• Selected extract:

In some ways, these Shore pieces are the most memorable parts of these films for me, although this could be because I have the attention span of a small rodent.
Searches on LimeWire and Gnutella are fruitless; I'm not sure these scores are even on CD, and even if they are, nobody's sharing them. (You wouldn't believe how impossible it's been to find a shared copy of Philip Glass's score for The Hours, and that one's recent and relatively popular!)
In fact, I'm pretty sure that Looking for Richard (Al Pacino's docu-fictional love letter to Shakespeare, Shakespearean acting and the conflict between American anti-aristocracy and--zzzzzz...) exists now only as a video tape I haven't accidentally stolen from Facets yet. No DVD yet, and certainly no soundtrack album on CD.

• Problems to solve:
1. In two sentences, summarize the excerpt on hard-to-find film scores.
2. Supply what comes next in the excerpt on hard-to-find film scores, picking up after its final sentence.
The data that come after this excerpt were taken from a separate source.

[Image location labeling entries]
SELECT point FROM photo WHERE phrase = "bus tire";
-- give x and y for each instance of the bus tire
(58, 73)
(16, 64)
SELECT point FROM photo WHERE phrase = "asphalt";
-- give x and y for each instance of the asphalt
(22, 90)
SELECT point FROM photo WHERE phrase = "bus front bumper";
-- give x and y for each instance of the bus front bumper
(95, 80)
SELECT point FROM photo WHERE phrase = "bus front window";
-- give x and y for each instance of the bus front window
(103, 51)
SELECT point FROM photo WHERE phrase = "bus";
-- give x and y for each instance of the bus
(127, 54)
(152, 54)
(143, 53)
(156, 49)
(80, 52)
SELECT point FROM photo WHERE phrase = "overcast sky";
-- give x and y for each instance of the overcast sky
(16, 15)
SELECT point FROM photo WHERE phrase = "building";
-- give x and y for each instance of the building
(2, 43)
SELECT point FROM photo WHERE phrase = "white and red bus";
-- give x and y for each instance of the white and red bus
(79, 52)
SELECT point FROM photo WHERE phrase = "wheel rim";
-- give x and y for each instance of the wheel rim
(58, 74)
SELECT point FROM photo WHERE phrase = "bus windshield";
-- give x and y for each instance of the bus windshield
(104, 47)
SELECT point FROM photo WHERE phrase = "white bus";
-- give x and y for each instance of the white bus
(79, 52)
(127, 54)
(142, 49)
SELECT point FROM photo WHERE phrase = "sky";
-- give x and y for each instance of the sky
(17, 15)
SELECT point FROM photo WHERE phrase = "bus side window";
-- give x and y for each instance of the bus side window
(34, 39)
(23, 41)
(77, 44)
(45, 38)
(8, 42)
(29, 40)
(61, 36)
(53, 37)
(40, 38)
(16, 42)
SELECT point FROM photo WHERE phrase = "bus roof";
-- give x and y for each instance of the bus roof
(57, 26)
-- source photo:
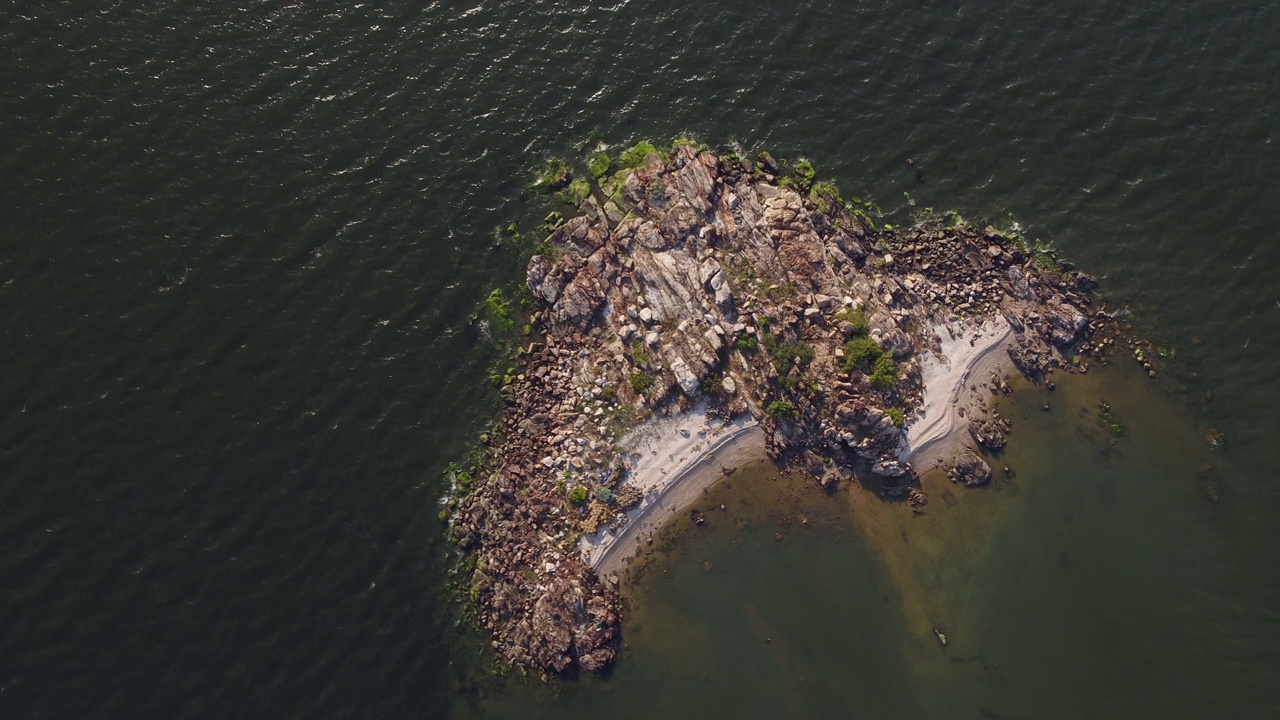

• Final results:
1. The writer considers the Shore pieces among the most memorable parts of these films, but searches on LimeWire and Gnutella turn up nothing, and the writer is not sure the scores are even on CD. Looking for Richard seems to exist only as a video tape, with no DVD and no soundtrack album on CD.

2.
The problem with videotape is that, well, in order to get to the end title music I have to sit through Looking for Richard. Aidan Quinn aquits himself fairly decently as Richmond, but while Al Pacino is many things, my children, we find that King Richard III he most certainly is not. Winona Ryder's involvement is duly noted, but I don't remember her in the movie. I can remember the various British actors and scholars who talk about Shakespeare, and I remember various slow-motion shots of Pacino walking around on a basketball court. No Winona. The IMDb tells me she was in the movie, however, and I'm inclined to believe them.
I don't want the movies. I will take their exit music, and sell the rest for scrap.